----- TEXT SEGMENT -----

US Fed Reserve Policy: FOMC doubles GDP growth projection to 2.1% for 2023

Chicago
By Chicago 5 Min Read

The US Federal Reserve announced its interest rate decision on September 20, after a two-day Federal Open Market Committee (FOMC) meeting and left the benchmark interest rates unchanged at 5.25 per cent – 5.50 per cent. Fed policymakers have raised the US gross domestic product (GDP) projection to 2.1 per cent this year, a notable upgrade from the 1 per cent growth projected in June, and expanding by 1.5 per cent next year.

Fed Chair Jerome Powell-led rate-setting panel also updated the members’ forecasts for a range of economic indicators, from inflation to growth, as well as expectations of future interest rate policy.

Catch live updates of the US Fed Meeting here

FOMC members have left the median projection for interest rates at the end of this year between 5.50 per cent and 5.75 percent, keeping the possibility of another quarter percentage point hike by December, to bring inflation down to the 2 per cent target.

Fed officials project the central bank’s main measure of inflation at 3.3 per cent at year end, compared to June’s forecast of 3.2 per cent, falling to 2.5 per cent by the end of next year, compared with 2.5 per cent seen in June. FOMC estimates US inflation reaching 2.2 per cent by the end of 2025, before finally attaining the 2 per cent goal in 2026.

“The process of getting inflation sustainably down to 2 per cent has a long way to go,” Chair Jerome Powell said at a post-policy press conference. “We’ve seen progress, and we welcome that, but we need to see more progress” before concluding that it’s appropriate to end the rate hikes.

Core inflation, which excludes volatile food and energy prices and is considered a good predictor of future trends, is now expected to fall to 3.7 per cent by year’s end, better than the 3.9 per cent forecast in June.

----- GIVEN RECORDS -----

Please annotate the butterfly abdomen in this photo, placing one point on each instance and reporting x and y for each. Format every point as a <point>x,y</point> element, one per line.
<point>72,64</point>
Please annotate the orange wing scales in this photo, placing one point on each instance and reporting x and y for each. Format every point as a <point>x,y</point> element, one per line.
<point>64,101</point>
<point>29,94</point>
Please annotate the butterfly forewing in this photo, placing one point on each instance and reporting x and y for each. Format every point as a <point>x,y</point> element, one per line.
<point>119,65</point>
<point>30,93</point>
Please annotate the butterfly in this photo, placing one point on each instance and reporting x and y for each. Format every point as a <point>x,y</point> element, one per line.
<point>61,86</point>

-----

CHALLENGE 1:
Rewrite the listing above, changing every "annotate" to "mark" and leaving everything else as it is.
CHALLENGE 2:
Continue the article on the Fed's September rate decision and economic projections, starting after its final paragraph.

WRITTEN RESPONSE 1:
Please mark the butterfly abdomen in this photo, placing one point on each instance and reporting x and y for each. Format every point as a <point>x,y</point> element, one per line.
<point>72,64</point>
Please mark the orange wing scales in this photo, placing one point on each instance and reporting x and y for each. Format every point as a <point>x,y</point> element, one per line.
<point>64,101</point>
<point>29,94</point>
Please mark the butterfly forewing in this photo, placing one point on each instance and reporting x and y for each. Format every point as a <point>x,y</point> element, one per line.
<point>119,65</point>
<point>30,93</point>
Please mark the butterfly in this photo, placing one point on each instance and reporting x and y for each. Format every point as a <point>x,y</point> element, one per line.
<point>61,86</point>

WRITTEN RESPONSE 2:
Powell offered a positive assessment of US consumer health and the labor market, an outlook that keeps alive the chance of averting recession. However, this also likely means that interest rates will remain higher for longer.

Forecasts released by the central bank point to one more rate hike in 2023 and just two interest rate cuts in 2024, down from the prior projection of four cuts next year. After 11 interest rate increases since March last year, US inflation has fallen sharply but remains above the Fed’s long-run target of two per cent, keeping pressure on officials to consider further policy action.

‘’The major policy is that Fed indicated that interest rates will remain higher for longer than expected. Based on Fed’s guidance the markets should not expect any rate cuts for first half of the year while interest rates will remain much higher next year even as inflation keeps coming down,” said Rohit Arora, CEO and Co-founder, Biz2Credit and Biz2X.

‘’Fed also doubled the GDP growth rate for this year as well as lowered the expected unemployment rate. This means that interest rates will remain higher for longer even if inflation comes down. This means that debt will remain most expensive for longer period of time,” said Arora.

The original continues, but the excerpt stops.